* **CONSIGNE A**
Déterminez combien de lignes des enregistrements ci-dessous contiennent la chaîne « green », en tenant compte de la casse. Indiquez seulement ce nombre.

* **EXTRAIT CHOISI**
☆ ☆ ☆ ☆ ☆ ☆ ☆

La rédaction de Reussirbusiness vous propose ce portrait de Ibrahima Cheikh Diong réalisé par nos confrères de afrique.lePoint.fr et consacré à un des plus fidèles chroniqueurs de Reussir le magazine.
Le gabarit d’un boxeur, mais la touch urban style en plus. Toujours tiré à quatre épingles, Ibrahima Cheikh Diong cache bien son jeu. Ne vous fiez pas à la nonchalance qu’il adopte quand il intervient dans un débat, c’est un « gros bosseur ». « Pour moi, se préparer à parler devant une audience, c’est faire preuve de respect vis-à-vis de ceux qui viennent nous écouter, mais aussi vis-à-vis des problématiques que l’on va aborder. Donc, quand je dois animer un débat, je me prépare, en effet. Tout en sachant que le rôle du modérateur n’est pas de faire son show. Il s’agit surtout de montrer qu’on est sérieux ici. » « Ici ». Ibrahima Cheikh Diong parle de l’Afrique, un continent sur lequel il a acquis une solide expertise. Résultat : il est un modérateur attitré de nombre de débats pointus dans les plus grands forums internationaux consacrés au continent.

☆ ☆ ☆ ☆ ☆ ☆ ☆

[Enregistrements sur la position des objets]
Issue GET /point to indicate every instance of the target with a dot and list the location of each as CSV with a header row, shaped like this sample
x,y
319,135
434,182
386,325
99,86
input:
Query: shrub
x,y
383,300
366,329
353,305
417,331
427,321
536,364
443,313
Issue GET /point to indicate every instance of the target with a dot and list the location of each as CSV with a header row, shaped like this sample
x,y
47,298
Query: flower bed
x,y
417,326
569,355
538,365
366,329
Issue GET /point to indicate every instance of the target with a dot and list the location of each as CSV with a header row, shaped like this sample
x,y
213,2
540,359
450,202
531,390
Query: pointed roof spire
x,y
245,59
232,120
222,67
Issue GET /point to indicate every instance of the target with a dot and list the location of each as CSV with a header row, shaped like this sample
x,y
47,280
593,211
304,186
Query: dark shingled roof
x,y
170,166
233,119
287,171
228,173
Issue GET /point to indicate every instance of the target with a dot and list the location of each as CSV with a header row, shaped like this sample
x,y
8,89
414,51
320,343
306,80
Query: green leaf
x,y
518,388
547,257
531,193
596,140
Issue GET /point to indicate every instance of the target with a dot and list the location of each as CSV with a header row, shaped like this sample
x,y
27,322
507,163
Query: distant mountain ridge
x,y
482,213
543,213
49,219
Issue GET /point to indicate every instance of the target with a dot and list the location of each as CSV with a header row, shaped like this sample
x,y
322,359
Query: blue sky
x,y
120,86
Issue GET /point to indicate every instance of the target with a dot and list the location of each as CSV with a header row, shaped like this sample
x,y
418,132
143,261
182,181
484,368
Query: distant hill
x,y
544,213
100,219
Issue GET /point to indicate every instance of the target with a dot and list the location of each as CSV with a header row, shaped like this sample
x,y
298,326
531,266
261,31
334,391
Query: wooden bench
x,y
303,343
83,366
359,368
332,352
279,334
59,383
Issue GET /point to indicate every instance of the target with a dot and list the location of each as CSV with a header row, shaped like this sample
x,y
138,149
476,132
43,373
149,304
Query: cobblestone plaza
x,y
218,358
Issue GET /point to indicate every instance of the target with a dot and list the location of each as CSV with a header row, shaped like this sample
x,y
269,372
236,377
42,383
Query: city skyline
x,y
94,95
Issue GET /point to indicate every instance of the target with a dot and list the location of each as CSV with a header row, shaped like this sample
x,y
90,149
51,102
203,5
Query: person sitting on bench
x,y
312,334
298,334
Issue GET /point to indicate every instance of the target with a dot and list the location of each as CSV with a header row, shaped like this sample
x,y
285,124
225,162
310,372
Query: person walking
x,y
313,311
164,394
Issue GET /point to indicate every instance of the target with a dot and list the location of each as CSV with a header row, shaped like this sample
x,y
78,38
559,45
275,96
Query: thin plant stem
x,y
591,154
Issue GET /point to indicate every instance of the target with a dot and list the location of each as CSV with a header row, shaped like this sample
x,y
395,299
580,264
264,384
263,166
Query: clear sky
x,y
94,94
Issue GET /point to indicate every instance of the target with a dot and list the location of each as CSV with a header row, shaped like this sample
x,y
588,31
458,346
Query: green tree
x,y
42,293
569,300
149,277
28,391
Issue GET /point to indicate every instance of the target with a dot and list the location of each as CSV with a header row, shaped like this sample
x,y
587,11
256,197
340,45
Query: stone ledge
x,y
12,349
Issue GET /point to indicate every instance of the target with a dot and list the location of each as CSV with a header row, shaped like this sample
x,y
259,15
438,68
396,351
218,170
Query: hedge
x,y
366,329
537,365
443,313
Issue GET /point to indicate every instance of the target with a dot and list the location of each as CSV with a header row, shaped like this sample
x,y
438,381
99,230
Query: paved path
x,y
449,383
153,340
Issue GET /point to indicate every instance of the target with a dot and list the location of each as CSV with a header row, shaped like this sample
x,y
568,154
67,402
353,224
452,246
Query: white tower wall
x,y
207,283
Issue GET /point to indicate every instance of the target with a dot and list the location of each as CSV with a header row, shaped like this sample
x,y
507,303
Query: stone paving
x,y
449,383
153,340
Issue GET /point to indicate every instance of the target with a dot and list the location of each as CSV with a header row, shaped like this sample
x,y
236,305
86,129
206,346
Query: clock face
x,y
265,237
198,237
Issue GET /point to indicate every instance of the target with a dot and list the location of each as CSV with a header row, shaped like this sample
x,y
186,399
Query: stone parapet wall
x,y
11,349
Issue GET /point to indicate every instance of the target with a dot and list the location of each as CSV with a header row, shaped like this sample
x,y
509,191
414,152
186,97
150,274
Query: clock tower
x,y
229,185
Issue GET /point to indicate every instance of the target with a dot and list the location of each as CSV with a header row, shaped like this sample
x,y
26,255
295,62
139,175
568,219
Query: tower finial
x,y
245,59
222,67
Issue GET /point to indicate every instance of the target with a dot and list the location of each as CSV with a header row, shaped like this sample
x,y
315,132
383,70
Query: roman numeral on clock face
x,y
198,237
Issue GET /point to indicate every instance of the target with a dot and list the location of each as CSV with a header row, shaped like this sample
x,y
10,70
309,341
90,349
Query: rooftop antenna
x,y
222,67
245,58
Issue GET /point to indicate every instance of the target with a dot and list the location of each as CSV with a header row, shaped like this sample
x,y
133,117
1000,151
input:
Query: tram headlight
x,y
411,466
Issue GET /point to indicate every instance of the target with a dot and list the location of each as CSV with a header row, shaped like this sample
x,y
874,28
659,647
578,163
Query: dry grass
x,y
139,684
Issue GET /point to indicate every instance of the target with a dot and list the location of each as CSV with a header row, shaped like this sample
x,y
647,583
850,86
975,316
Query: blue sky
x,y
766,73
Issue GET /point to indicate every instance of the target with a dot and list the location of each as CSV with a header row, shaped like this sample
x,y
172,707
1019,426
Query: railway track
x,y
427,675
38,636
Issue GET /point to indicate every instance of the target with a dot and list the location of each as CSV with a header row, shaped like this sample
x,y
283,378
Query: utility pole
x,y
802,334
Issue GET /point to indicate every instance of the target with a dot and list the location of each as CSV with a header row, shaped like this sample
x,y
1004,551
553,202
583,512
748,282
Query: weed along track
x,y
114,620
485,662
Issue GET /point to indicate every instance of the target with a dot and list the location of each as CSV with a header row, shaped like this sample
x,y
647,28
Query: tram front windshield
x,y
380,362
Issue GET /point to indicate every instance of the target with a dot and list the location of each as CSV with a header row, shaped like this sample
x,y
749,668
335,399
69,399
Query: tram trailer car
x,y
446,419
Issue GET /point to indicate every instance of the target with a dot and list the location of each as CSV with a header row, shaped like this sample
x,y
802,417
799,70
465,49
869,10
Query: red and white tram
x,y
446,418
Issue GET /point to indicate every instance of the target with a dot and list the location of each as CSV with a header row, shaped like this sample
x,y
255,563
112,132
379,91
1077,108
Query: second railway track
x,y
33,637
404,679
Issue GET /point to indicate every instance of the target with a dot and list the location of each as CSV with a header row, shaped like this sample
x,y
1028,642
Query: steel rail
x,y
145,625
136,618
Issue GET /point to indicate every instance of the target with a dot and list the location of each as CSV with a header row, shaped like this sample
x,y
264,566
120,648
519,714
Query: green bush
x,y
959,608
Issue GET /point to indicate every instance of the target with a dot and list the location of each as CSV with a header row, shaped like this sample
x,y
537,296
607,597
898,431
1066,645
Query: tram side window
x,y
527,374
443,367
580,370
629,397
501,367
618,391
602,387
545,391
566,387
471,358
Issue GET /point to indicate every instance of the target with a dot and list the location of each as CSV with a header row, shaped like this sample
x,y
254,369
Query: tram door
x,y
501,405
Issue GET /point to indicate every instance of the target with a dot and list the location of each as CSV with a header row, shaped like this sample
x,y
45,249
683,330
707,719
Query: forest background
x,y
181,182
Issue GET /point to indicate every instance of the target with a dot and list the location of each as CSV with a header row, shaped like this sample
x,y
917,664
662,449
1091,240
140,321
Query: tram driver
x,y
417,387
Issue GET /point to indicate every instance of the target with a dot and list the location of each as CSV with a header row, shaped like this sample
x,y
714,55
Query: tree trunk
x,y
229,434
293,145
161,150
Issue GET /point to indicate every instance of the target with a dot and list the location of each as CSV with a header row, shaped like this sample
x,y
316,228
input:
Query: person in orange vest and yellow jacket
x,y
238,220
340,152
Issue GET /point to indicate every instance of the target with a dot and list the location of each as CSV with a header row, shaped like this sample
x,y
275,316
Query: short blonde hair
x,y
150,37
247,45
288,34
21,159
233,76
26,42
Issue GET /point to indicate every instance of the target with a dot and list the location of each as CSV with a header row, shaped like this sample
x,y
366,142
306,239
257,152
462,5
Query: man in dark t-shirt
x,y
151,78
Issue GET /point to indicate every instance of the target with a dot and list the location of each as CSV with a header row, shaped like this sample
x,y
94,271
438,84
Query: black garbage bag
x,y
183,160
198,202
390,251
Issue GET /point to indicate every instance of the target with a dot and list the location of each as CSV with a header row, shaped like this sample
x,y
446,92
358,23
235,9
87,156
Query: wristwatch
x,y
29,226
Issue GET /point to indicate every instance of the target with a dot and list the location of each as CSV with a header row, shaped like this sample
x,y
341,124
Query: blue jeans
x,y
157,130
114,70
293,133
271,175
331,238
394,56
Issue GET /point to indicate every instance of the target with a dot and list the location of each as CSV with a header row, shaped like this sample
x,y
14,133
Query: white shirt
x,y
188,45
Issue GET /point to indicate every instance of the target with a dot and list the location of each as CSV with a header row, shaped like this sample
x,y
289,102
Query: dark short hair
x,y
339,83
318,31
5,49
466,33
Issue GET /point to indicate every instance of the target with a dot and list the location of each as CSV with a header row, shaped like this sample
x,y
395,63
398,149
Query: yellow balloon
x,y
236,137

☆ ☆ ☆ ☆ ☆ ☆ ☆

* **CONSIGNE B**
Recopiez l'extrait ci-dessus depuis « La rédaction de » jusqu'à « Reussir le magazine. », en y remplaçant « portrait » par « profil ».

* **RÉPONSE ATTENDUE A**
3

* **RÉPONSE ATTENDUE B**
La rédaction de Reussirbusiness vous propose ce profil de Ibrahima Cheikh Diong réalisé par nos confrères de afrique.lePoint.fr et consacré à un des plus fidèles chroniqueurs de Reussir le magazine.